• **What you are asked to do**: Please write out the data below once more, exactly as it stands.

Stored data entries:
Start of Block

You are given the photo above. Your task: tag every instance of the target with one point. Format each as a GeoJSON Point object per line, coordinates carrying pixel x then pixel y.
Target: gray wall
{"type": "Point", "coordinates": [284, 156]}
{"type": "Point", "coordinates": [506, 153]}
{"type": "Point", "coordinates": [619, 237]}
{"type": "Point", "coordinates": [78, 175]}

End of Block

• **Problem solution**:
You are given the photo above. Your task: tag every instance of the target with one point. Format each as a GeoJSON Point object per line, coordinates carrying pixel x then pixel y.
Target: gray wall
{"type": "Point", "coordinates": [284, 156]}
{"type": "Point", "coordinates": [506, 153]}
{"type": "Point", "coordinates": [619, 237]}
{"type": "Point", "coordinates": [78, 175]}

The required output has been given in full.